» **FRAGMENTO DEL TEXTO**
########################################
/ por Eugenio Fuentes /
El 1 de octubre de 1940, el Hotel de Francia, situado en la calle general Mola de la localidad gerundense de Port Bou, extendió una factura por importe de 166,95 pesetas a nombre de «el hoy difunto Benjamin Walter». La factura, que incluía un cargo de 30 pesetas por vestir al cadáver, contenía al menos un segundo error. Tras haber cruzado la frontera francesa con grandes penalidades, el pensador Walter Benjamin, cardiópata, había fallecido la noche del 26 de septiembre, tal vez la madrugada del 27, horas después de haber ingerido una quincena de comprimidos de morfina. Su propósito inicial era seguir viaje a Lisboa y allí embarcarse rumbo a Estados Unidos, donde le esperaba su amigo el filósofo Adorno. Sin embargo, la angustiosa perspectiva de ser devuelto a la Francia antisemita del colaboracionista Pétain, y entregado a la Gestapo nazi, quebró los últimos diques de su ya frágil resistencia. El pensador judío, una de las mentes más fértiles, originales e influyentes del siglo XX, un heterodoxo a la contra con mirada de poeta, un navegante solitario en las aguas marxistas de la luego llamada Escuela de Fráncfort, tenía 48 años. Se supone que sus restos fueron alojados en un nicho del cementerio local, alquilado por cinco años, aunque nunca han sido localizados. El grupito que le acompañaba en la huida fue autorizado a seguir viaje.
El suicidio y los dos últimos años de la vida de Benjamin alimentan el libro La muerte de Walter Benjamin y la jaula de Ezra Pound, que incluye como contrapunto al angustioso final del pensador la deriva fascista del autor de los Cantares. El volumen llega a la vez que dos celebradas obras de Benjamin: Calle de sentido único e Infancia berlinesa hacia mil novecientos. Los tres títulos se publican en este 2021 en el que se cumple el primer centenario de uno de los textos políticos más relevantes del Benjamin joven, Hacia una crítica de la violencia, que en el convulso marco histórico legado por la primera guerra mundial (revueltas obreras y auge nacionalista), niega la intangibilidad de los ordenamientos jurídicos, ya que su instauración, resalta, y su mantenimiento exigen el ejercicio de la violencia.
########################################
[Registros de anotación de posición]

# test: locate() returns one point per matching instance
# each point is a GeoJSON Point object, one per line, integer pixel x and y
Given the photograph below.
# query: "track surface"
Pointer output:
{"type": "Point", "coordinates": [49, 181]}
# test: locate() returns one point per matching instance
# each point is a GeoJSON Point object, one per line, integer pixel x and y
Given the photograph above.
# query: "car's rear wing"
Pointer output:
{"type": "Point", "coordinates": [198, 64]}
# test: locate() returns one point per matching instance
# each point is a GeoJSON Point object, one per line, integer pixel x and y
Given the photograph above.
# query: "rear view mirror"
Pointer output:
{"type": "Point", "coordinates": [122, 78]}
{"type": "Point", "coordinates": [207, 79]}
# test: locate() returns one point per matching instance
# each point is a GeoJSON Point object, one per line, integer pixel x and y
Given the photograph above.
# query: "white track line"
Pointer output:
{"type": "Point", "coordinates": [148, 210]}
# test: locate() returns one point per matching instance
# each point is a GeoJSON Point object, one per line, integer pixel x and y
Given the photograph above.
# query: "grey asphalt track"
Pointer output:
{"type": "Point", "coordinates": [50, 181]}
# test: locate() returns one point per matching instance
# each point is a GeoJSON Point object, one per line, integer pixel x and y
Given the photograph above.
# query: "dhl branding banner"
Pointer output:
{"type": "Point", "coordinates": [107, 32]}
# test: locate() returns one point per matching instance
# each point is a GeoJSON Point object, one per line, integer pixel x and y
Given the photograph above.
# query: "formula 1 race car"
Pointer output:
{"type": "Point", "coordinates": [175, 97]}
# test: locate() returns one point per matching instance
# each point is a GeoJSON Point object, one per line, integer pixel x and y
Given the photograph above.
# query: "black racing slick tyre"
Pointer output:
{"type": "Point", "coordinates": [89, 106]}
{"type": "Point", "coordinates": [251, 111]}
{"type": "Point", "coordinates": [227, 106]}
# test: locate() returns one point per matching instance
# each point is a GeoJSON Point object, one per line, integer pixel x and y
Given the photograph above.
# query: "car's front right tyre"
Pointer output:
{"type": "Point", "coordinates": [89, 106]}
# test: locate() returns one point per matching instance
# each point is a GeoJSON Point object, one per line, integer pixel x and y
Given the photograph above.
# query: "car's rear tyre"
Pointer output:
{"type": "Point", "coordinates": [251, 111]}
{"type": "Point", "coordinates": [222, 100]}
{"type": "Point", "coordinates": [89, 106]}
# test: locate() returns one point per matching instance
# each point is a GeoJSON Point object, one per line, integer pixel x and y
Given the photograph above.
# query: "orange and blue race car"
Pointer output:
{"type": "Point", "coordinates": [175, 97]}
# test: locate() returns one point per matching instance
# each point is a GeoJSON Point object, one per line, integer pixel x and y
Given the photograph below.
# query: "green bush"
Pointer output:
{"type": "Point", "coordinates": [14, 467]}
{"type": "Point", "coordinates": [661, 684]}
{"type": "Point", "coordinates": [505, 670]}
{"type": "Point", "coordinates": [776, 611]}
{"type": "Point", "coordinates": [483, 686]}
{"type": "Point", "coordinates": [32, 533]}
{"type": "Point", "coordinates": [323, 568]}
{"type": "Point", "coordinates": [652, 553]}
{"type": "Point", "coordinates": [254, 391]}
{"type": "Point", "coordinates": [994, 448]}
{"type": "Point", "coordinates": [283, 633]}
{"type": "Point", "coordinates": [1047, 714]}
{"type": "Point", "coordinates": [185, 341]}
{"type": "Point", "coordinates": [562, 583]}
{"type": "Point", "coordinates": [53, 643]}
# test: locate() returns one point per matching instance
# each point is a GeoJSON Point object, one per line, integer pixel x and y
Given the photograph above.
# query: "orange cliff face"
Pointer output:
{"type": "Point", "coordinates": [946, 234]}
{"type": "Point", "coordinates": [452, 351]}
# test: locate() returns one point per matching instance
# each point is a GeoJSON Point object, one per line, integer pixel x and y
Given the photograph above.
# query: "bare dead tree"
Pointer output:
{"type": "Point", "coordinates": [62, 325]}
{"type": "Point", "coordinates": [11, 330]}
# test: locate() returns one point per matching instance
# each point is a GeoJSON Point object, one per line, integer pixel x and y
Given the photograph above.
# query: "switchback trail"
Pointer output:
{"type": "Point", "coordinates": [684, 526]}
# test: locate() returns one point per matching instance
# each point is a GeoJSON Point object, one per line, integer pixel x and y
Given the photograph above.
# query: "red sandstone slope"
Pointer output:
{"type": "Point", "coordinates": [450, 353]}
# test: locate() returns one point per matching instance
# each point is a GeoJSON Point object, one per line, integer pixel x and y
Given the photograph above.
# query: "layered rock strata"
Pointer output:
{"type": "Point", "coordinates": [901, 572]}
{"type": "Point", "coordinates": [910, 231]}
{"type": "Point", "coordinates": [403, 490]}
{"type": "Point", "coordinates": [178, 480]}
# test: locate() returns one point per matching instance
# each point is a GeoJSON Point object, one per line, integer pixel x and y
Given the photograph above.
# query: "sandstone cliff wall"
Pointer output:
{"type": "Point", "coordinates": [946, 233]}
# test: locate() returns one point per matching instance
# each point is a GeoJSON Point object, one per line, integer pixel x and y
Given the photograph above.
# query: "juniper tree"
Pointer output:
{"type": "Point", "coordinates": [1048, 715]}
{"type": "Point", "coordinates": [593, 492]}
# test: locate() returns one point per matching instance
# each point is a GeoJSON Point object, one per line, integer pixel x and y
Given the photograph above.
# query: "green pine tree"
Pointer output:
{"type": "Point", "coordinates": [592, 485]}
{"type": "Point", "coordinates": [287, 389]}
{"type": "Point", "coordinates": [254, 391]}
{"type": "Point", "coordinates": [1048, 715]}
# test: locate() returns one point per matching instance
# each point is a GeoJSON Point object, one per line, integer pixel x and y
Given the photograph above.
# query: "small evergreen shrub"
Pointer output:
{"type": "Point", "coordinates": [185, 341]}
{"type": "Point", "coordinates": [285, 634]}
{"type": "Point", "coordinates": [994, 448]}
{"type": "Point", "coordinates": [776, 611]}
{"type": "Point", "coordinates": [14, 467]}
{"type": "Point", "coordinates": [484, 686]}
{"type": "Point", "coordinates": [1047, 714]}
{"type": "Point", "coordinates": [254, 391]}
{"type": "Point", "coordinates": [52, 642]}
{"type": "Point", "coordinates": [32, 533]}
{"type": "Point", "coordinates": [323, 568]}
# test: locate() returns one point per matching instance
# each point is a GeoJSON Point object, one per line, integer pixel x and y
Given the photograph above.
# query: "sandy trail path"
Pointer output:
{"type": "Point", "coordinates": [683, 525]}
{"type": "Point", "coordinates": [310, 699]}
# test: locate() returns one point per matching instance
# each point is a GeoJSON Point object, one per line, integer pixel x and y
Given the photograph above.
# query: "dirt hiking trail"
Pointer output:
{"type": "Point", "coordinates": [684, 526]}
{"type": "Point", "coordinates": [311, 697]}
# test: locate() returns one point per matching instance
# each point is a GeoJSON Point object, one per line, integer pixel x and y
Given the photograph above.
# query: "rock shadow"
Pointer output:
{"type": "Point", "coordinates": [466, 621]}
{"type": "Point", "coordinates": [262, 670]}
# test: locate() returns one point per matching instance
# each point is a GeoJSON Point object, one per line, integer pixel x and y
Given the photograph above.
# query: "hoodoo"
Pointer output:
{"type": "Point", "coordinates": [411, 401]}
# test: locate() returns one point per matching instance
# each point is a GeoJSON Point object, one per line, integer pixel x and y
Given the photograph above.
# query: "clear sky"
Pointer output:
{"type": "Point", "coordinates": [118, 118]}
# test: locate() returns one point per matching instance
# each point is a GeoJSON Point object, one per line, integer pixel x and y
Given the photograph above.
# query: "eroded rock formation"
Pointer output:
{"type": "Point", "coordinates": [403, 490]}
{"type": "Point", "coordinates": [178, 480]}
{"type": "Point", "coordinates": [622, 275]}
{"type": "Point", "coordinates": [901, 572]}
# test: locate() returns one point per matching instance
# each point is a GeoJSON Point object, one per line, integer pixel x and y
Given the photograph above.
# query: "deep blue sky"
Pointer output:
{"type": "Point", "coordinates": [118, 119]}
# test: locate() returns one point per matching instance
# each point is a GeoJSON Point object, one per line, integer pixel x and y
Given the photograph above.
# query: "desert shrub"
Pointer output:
########################################
» **REQUISITOS DEL EJERCICIO**
[A] Transcribe del texto sobre Walter Benjamin el tramo que va desde "El suicidio y" hasta "de la violencia.".
[B] Responde estas preguntas a partir del texto sobre Walter Benjamin:
(i) ¿Por qué importe extendió la factura el Hotel de Francia?
(ii) ¿Cuántos años tenía el pensador cuando murió?
(iii) ¿De qué texto de Benjamin se cumple el primer centenario en 2021?
[C] Prosigue el texto sobre Walter Benjamin a partir de su última frase.

» **RESPUESTAS**
[A]
El suicidio y los dos últimos años de la vida de Benjamin alimentan el libro La muerte de Walter Benjamin y la jaula de Ezra Pound, que incluye como contrapunto al angustioso final del pensador la deriva fascista del autor de los Cantares. El volumen llega a la vez que dos celebradas obras de Benjamin: Calle de sentido único e Infancia berlinesa hacia mil novecientos. Los tres títulos se publican en este 2021 en el que se cumple el primer centenario de uno de los textos políticos más relevantes del Benjamin joven, Hacia una crítica de la violencia, que en el convulso marco histórico legado por la primera guerra mundial (revueltas obreras y auge nacionalista), niega la intangibilidad de los ordenamientos jurídicos, ya que su instauración, resalta, y su mantenimiento exigen el ejercicio de la violencia.

[B]
(i) 166,95 pesetas.
(ii) 48 años.
(iii) De Hacia una crítica de la violencia.

[C]
Si, como veremos, Calle de sentido único, una de sus pocas obras mayores publicadas en vida, inaugura un nuevo tipo de escritura filosófica basada en alegorías y plasmada en textos breves, Infancia berlinesa hacia mil novecientos es una colección de recuerdos infantiles seleccionados por la influencia vital que les atribuyó el propio Benjamin, quien llegó a considerarlos el fundamento último de su teoría de la experiencia. Escrito durante unos diez años desde finales de la década de 1920, y publicado póstumamente en 1950, por sus páginas de prosa exquisita desfila el marco espacial y emocional esperable en un niño burgués de finales del siglo XIX, que ya se anticipa solitario y con tendencia a la tristeza y a no soportar el ruido. Lo que ya no es tan esperable es el giro que el Benjamin adulto le imprime al recuerdo. Así, el juego infantil de desplegar unos calcetines enrollados en forma de bolsa, y la inevitable desaparición de esta, no permiten anticipar la conclusión experiencial: «Me enseñó que la forma y el contenido, lo envuelto y el envoltorio son idénticos. Me instruyó para extraer de la poesía la verdad con tanta cautela como la mano infantil sacaba de la bolsa el calcetín».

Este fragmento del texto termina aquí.